§ **WRITTEN INSTRUCTION**:
Everything from the line holding "ridge, one per instance" to the end of the listing below should be copied exactly, line for line, minus the pictures.

§ **Some records**:
━━━━

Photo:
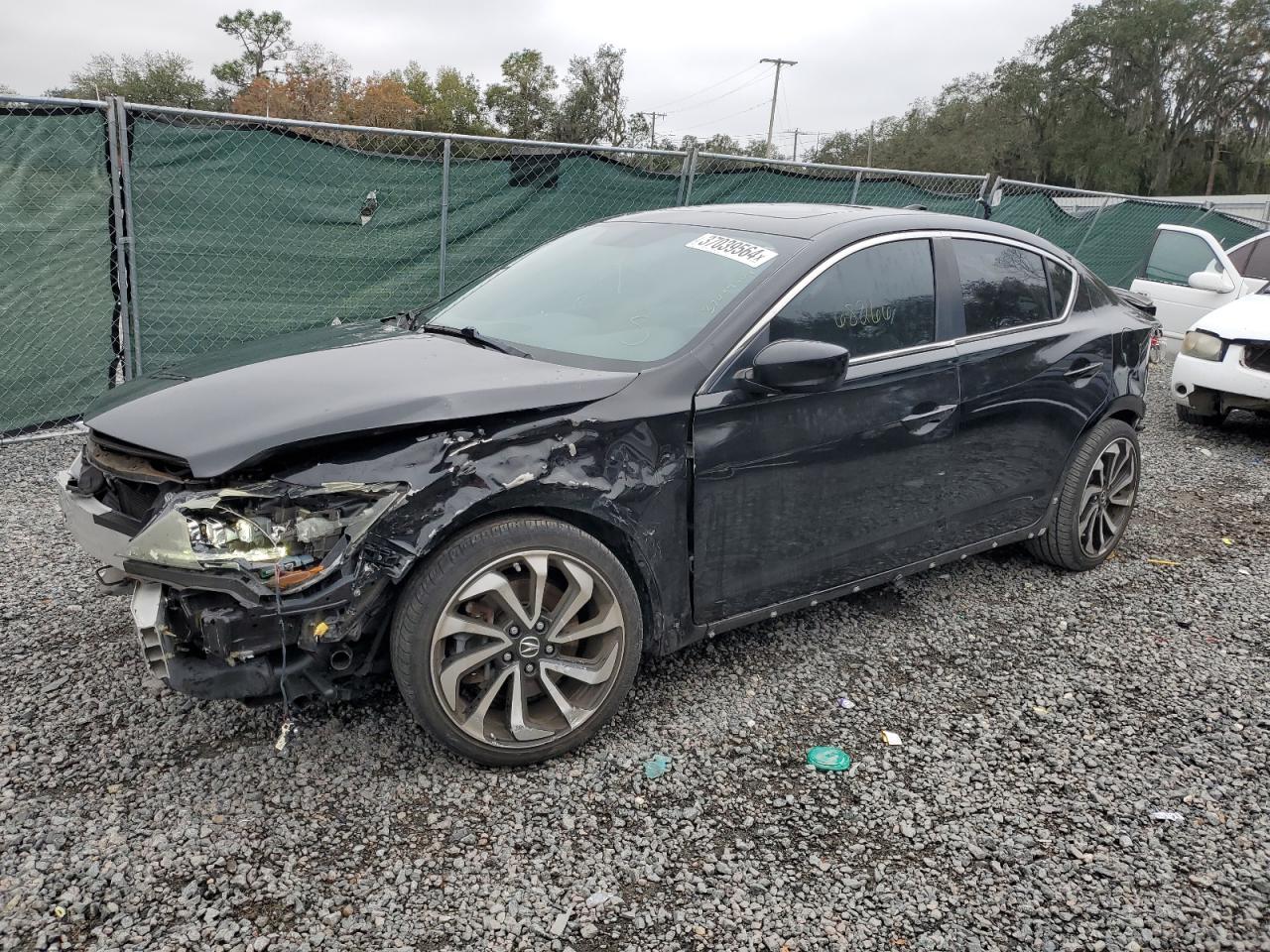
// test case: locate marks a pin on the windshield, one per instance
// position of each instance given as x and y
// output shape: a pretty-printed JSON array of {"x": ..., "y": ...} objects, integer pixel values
[{"x": 617, "y": 291}]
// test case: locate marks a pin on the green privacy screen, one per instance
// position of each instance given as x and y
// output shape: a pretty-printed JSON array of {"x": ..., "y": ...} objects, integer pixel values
[
  {"x": 1111, "y": 238},
  {"x": 56, "y": 303},
  {"x": 244, "y": 231}
]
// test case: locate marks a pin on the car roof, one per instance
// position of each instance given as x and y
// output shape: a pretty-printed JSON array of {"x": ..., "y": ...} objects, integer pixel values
[
  {"x": 847, "y": 222},
  {"x": 801, "y": 220}
]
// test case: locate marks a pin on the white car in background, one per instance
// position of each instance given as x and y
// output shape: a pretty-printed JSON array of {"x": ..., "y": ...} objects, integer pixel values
[
  {"x": 1189, "y": 275},
  {"x": 1224, "y": 362}
]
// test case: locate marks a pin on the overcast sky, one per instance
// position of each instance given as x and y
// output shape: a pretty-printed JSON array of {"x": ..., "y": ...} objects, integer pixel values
[{"x": 856, "y": 60}]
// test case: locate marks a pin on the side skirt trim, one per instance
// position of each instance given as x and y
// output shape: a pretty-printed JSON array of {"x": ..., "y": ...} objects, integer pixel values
[{"x": 795, "y": 604}]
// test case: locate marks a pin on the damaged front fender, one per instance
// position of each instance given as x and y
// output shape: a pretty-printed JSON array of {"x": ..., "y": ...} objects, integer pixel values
[{"x": 625, "y": 480}]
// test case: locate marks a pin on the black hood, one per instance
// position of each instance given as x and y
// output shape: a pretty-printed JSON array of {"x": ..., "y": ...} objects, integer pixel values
[{"x": 218, "y": 412}]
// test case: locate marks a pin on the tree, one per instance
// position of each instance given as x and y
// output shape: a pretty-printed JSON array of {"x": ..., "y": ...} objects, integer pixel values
[
  {"x": 153, "y": 77},
  {"x": 313, "y": 86},
  {"x": 451, "y": 104},
  {"x": 266, "y": 37},
  {"x": 522, "y": 103},
  {"x": 593, "y": 107},
  {"x": 379, "y": 100}
]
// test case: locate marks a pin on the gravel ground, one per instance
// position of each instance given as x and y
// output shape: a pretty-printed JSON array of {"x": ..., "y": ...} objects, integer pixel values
[{"x": 1044, "y": 717}]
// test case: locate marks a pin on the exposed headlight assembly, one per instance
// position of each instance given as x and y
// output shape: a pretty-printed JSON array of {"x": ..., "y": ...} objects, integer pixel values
[
  {"x": 285, "y": 536},
  {"x": 1205, "y": 345}
]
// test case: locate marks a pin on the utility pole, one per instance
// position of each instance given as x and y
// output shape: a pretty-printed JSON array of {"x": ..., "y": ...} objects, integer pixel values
[
  {"x": 776, "y": 85},
  {"x": 795, "y": 134},
  {"x": 652, "y": 127}
]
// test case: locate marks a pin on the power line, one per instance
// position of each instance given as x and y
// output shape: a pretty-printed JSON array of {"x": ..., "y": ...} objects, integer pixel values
[
  {"x": 760, "y": 77},
  {"x": 795, "y": 132},
  {"x": 776, "y": 85},
  {"x": 715, "y": 122},
  {"x": 652, "y": 131},
  {"x": 712, "y": 85}
]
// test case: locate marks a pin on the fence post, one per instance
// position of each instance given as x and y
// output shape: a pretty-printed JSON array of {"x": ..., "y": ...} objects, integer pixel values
[
  {"x": 689, "y": 176},
  {"x": 130, "y": 226},
  {"x": 121, "y": 264},
  {"x": 1089, "y": 230},
  {"x": 444, "y": 217},
  {"x": 985, "y": 189}
]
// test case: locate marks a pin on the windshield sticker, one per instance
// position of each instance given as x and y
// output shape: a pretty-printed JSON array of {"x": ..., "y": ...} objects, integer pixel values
[{"x": 733, "y": 249}]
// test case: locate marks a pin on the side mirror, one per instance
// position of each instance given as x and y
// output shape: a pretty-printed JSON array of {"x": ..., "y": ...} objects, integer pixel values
[
  {"x": 795, "y": 367},
  {"x": 1210, "y": 281}
]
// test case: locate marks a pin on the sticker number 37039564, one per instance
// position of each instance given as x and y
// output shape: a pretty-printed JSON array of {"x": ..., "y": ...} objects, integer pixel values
[{"x": 733, "y": 249}]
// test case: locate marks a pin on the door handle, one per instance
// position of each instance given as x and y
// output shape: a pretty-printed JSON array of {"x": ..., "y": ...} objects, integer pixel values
[
  {"x": 928, "y": 420},
  {"x": 1086, "y": 368}
]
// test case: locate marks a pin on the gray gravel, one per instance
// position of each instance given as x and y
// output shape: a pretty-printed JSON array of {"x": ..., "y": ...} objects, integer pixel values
[{"x": 1044, "y": 717}]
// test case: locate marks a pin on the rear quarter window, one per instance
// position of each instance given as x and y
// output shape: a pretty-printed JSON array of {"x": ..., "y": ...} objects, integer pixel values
[{"x": 1002, "y": 286}]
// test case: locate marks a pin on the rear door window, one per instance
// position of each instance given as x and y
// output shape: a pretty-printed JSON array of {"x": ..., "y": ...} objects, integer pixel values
[
  {"x": 1176, "y": 255},
  {"x": 1002, "y": 286},
  {"x": 876, "y": 299}
]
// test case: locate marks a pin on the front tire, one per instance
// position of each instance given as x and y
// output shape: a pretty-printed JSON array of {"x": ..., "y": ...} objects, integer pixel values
[
  {"x": 517, "y": 640},
  {"x": 1095, "y": 502}
]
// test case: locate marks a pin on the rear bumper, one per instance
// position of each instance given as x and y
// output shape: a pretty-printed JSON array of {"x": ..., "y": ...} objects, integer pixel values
[{"x": 1194, "y": 381}]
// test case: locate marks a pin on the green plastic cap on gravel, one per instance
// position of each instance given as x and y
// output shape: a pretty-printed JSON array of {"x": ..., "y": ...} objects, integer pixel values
[{"x": 828, "y": 760}]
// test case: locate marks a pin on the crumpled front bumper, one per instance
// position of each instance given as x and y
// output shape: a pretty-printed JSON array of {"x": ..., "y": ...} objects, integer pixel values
[
  {"x": 1229, "y": 376},
  {"x": 87, "y": 520},
  {"x": 212, "y": 635}
]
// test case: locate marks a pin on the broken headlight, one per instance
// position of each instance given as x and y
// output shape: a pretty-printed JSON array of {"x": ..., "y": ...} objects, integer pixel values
[
  {"x": 282, "y": 535},
  {"x": 1205, "y": 345}
]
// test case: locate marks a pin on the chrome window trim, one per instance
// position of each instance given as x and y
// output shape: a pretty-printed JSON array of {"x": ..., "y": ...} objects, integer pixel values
[{"x": 930, "y": 235}]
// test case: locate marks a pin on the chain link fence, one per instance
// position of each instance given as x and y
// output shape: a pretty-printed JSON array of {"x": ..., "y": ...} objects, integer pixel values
[
  {"x": 1111, "y": 234},
  {"x": 140, "y": 236}
]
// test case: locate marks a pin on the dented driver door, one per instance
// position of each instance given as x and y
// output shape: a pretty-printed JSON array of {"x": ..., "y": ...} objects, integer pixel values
[{"x": 802, "y": 493}]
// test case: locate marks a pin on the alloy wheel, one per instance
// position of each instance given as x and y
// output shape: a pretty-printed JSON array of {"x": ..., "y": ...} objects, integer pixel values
[
  {"x": 1107, "y": 498},
  {"x": 527, "y": 649}
]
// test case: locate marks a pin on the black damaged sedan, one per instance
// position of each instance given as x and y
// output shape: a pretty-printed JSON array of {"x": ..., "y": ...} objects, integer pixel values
[{"x": 645, "y": 431}]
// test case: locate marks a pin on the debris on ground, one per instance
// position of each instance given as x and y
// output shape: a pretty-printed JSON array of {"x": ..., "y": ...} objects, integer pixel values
[
  {"x": 561, "y": 924},
  {"x": 830, "y": 760},
  {"x": 657, "y": 766},
  {"x": 284, "y": 735}
]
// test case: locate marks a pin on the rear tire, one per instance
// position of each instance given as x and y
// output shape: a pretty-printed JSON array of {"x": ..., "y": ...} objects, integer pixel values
[
  {"x": 517, "y": 640},
  {"x": 1187, "y": 416},
  {"x": 1095, "y": 500}
]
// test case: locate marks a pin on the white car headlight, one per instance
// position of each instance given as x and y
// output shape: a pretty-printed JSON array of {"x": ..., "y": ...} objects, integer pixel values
[
  {"x": 285, "y": 536},
  {"x": 1206, "y": 347}
]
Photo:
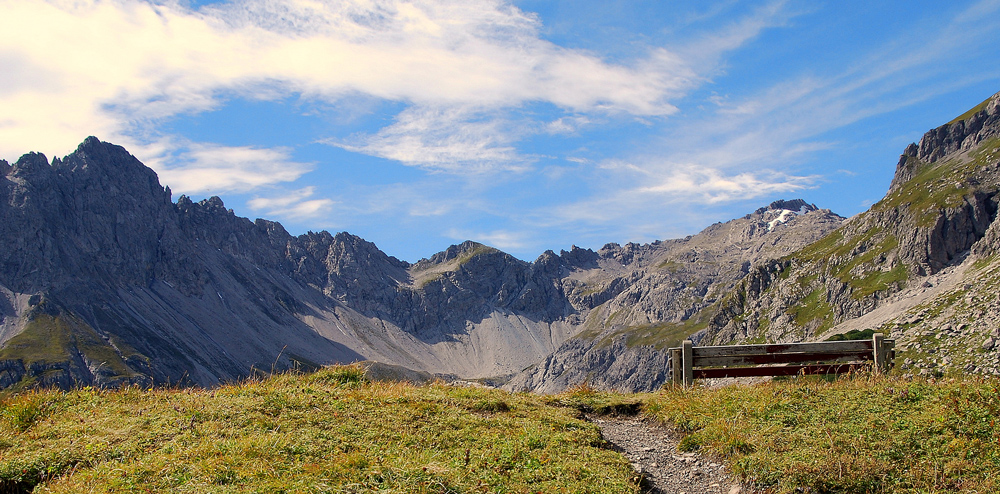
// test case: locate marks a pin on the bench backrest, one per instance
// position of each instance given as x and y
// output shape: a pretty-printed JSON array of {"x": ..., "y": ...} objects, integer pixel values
[{"x": 689, "y": 362}]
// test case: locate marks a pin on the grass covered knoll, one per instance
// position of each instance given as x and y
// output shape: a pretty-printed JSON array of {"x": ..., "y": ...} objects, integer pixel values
[
  {"x": 330, "y": 431},
  {"x": 861, "y": 435}
]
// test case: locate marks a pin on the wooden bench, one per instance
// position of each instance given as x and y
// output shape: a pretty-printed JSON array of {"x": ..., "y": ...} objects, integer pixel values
[{"x": 689, "y": 362}]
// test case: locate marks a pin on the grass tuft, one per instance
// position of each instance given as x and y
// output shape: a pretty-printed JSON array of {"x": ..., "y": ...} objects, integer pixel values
[{"x": 865, "y": 434}]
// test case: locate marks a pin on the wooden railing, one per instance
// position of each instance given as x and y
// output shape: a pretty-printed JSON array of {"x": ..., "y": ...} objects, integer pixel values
[{"x": 689, "y": 362}]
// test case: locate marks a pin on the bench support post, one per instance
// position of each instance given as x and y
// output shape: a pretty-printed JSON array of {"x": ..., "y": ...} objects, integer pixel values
[
  {"x": 676, "y": 367},
  {"x": 879, "y": 353},
  {"x": 688, "y": 362}
]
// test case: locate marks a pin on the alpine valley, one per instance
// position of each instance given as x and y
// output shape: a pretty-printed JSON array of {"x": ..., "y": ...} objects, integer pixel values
[{"x": 105, "y": 281}]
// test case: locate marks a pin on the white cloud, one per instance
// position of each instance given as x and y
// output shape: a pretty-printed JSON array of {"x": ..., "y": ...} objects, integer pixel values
[
  {"x": 105, "y": 67},
  {"x": 210, "y": 168},
  {"x": 707, "y": 185},
  {"x": 500, "y": 239},
  {"x": 454, "y": 140},
  {"x": 295, "y": 204}
]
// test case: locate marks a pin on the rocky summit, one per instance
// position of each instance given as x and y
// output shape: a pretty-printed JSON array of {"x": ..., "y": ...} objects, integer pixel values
[{"x": 105, "y": 280}]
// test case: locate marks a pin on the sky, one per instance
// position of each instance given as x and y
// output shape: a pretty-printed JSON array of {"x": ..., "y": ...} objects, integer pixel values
[{"x": 525, "y": 125}]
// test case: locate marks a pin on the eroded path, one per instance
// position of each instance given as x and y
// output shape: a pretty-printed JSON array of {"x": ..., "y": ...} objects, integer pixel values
[{"x": 653, "y": 450}]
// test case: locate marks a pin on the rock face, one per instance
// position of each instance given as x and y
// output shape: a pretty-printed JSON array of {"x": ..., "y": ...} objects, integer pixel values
[
  {"x": 942, "y": 204},
  {"x": 104, "y": 281}
]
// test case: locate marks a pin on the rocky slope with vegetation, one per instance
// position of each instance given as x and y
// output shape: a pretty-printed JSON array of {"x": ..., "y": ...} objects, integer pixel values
[{"x": 104, "y": 280}]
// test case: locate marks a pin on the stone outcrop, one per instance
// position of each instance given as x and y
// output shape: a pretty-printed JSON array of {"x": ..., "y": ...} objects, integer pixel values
[{"x": 104, "y": 280}]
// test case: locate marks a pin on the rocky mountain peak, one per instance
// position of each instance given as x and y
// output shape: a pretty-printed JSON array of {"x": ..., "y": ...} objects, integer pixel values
[
  {"x": 798, "y": 205},
  {"x": 453, "y": 252},
  {"x": 965, "y": 132}
]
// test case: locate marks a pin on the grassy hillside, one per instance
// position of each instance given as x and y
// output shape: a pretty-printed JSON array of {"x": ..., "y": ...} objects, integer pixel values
[
  {"x": 325, "y": 432},
  {"x": 332, "y": 431},
  {"x": 863, "y": 435}
]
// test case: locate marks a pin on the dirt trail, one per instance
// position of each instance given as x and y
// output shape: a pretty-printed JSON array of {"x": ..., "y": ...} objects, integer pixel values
[{"x": 653, "y": 450}]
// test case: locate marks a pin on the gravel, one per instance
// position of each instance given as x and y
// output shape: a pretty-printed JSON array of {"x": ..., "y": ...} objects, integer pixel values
[{"x": 652, "y": 450}]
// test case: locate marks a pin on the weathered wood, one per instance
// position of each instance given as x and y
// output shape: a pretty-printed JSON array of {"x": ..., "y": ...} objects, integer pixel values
[
  {"x": 783, "y": 370},
  {"x": 822, "y": 346},
  {"x": 879, "y": 351},
  {"x": 781, "y": 358},
  {"x": 828, "y": 357},
  {"x": 676, "y": 368},
  {"x": 688, "y": 362}
]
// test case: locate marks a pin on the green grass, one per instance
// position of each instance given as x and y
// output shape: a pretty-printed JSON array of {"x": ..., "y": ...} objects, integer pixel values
[
  {"x": 330, "y": 431},
  {"x": 53, "y": 339},
  {"x": 813, "y": 311},
  {"x": 333, "y": 431},
  {"x": 861, "y": 435},
  {"x": 974, "y": 110}
]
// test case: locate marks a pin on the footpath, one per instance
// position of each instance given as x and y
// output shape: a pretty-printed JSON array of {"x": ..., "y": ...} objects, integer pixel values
[{"x": 652, "y": 450}]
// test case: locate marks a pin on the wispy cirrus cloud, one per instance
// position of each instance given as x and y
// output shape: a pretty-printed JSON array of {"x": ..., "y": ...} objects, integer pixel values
[
  {"x": 454, "y": 140},
  {"x": 294, "y": 204},
  {"x": 211, "y": 168}
]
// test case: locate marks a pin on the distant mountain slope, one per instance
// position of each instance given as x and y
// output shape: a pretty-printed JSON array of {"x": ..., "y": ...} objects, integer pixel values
[
  {"x": 942, "y": 203},
  {"x": 105, "y": 280}
]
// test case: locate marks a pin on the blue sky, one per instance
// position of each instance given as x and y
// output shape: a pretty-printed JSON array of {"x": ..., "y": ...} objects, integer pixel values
[{"x": 525, "y": 125}]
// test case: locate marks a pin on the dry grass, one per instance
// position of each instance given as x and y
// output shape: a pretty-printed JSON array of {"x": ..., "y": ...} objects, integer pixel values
[
  {"x": 325, "y": 432},
  {"x": 861, "y": 435}
]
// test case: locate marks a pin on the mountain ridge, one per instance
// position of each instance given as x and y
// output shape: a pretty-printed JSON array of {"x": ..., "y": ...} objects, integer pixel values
[{"x": 105, "y": 281}]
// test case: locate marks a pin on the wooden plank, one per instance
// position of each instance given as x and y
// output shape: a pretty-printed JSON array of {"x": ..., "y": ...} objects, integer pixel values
[
  {"x": 676, "y": 368},
  {"x": 785, "y": 370},
  {"x": 880, "y": 351},
  {"x": 687, "y": 360},
  {"x": 822, "y": 346},
  {"x": 782, "y": 358}
]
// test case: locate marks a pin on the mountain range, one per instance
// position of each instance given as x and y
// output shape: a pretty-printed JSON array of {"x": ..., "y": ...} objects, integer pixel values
[{"x": 105, "y": 280}]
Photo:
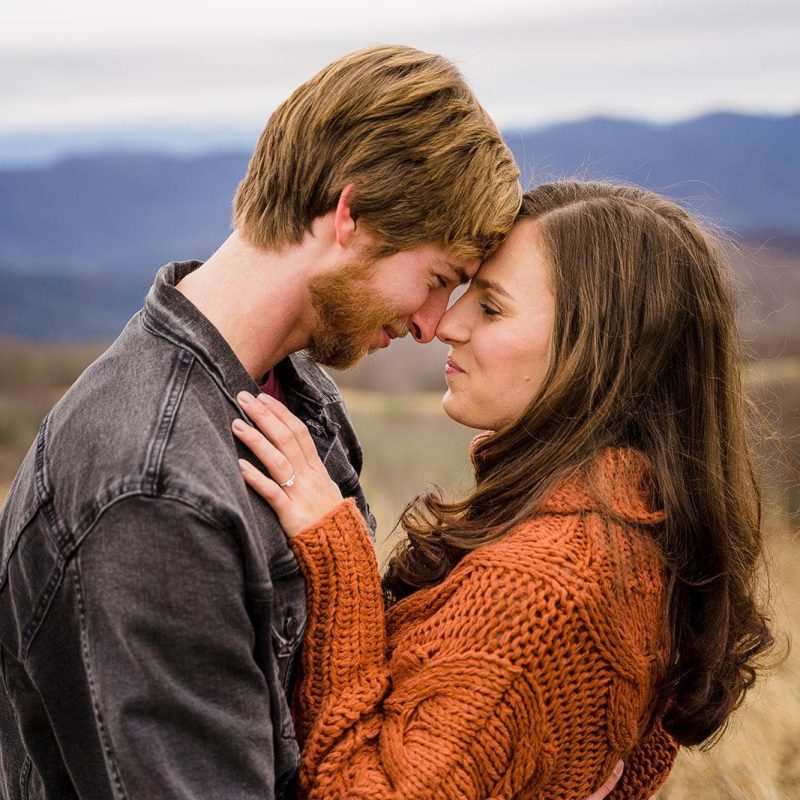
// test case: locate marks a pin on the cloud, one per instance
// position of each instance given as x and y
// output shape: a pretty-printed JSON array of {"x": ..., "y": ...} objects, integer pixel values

━━━━

§ **ANSWER**:
// test case: locate marks a pin on the mountain ridge, one per instance
// position of each instance given as x and y
// output shape: a pretty-printed JSON array of {"x": ..., "y": ...} objects, integer pixel values
[{"x": 105, "y": 281}]
// test case: locate marks a pin on the wooden plank, one per instance
// position of each instance given as x and y
// output shape: a pretty-printed JSON array of {"x": ..., "y": ...} objects, integer pixel values
[
  {"x": 676, "y": 368},
  {"x": 785, "y": 370},
  {"x": 880, "y": 351},
  {"x": 687, "y": 360},
  {"x": 822, "y": 346},
  {"x": 782, "y": 358}
]
// test case: locate marks a pin on the mountain range, one per instance
// position of each instance given as x and y
// output shape: a pretty-printed JSON array of {"x": ..., "y": ...} objects, integer pixel values
[{"x": 105, "y": 280}]
Photo:
// test case: locate marks a pin on the cloud, one per instance
// position of each instance given as x and y
// output shape: a pretty-printed JSON array of {"x": ..., "y": ...} objects, integer pixel values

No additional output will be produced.